Copy verbatim the block of lines in the entries below whose first line contains "Target: metal railing" and whose last line contains "Target: pedestrian walking". Leave out all other lines.

BEGIN Data provided

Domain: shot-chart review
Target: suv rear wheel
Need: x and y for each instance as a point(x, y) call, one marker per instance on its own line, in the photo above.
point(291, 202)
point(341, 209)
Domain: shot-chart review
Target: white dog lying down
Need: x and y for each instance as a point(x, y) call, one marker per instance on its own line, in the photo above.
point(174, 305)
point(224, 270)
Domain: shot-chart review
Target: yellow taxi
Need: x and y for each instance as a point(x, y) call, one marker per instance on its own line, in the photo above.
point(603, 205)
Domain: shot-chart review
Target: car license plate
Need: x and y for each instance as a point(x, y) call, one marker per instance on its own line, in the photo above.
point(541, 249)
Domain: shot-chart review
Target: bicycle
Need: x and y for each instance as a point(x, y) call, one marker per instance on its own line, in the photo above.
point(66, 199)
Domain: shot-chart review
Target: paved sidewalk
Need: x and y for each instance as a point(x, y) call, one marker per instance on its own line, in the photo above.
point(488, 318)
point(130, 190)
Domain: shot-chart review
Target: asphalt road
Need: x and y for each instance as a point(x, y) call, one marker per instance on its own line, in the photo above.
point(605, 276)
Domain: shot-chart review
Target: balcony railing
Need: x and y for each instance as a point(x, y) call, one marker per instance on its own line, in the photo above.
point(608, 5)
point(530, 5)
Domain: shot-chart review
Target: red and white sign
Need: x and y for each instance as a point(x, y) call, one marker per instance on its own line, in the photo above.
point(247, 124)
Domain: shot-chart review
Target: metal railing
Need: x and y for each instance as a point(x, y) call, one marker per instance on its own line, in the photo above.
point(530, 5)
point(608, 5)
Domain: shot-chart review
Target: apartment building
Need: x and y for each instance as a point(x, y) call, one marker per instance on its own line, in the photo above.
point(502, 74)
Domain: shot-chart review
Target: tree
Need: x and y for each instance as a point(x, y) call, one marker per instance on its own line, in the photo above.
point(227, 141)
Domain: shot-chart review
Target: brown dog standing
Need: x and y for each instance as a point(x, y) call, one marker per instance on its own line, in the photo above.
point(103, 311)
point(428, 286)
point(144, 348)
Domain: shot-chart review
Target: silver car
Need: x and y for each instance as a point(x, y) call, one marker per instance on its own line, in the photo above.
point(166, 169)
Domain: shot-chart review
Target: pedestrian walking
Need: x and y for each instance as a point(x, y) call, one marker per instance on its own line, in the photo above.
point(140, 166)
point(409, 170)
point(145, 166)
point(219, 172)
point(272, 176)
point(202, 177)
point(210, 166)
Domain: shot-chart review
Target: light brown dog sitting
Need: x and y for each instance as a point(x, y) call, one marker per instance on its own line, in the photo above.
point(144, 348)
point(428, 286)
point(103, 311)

END Data provided

# Result below
Target: metal railing
Need: x and y for each instance as a point(x, y) call, one marker per instance on its own line, in the photo above.
point(530, 5)
point(608, 5)
Domain: shot-chart review
Target: apartment building
Need: x and y for each instance as a point(x, y) call, one marker per instance on its own line, in the photo above.
point(502, 74)
Domain: shot-chart review
Target: tree
Need: x and y for each instance as a point(x, y) call, one marker per instance on its own line, in the photo above.
point(227, 141)
Domain: shot-chart review
Target: brown dog standing
Need: x and y for each instance as a point(x, y) call, one marker per instance on its own line, in the photo above.
point(103, 311)
point(428, 286)
point(144, 348)
Domain: shot-chart review
Target: silver car
Need: x and y for each instance as a point(x, y) call, one marker per instance on its own line, in the photo above.
point(166, 169)
Domain: shot-chart review
Target: pedestrian walking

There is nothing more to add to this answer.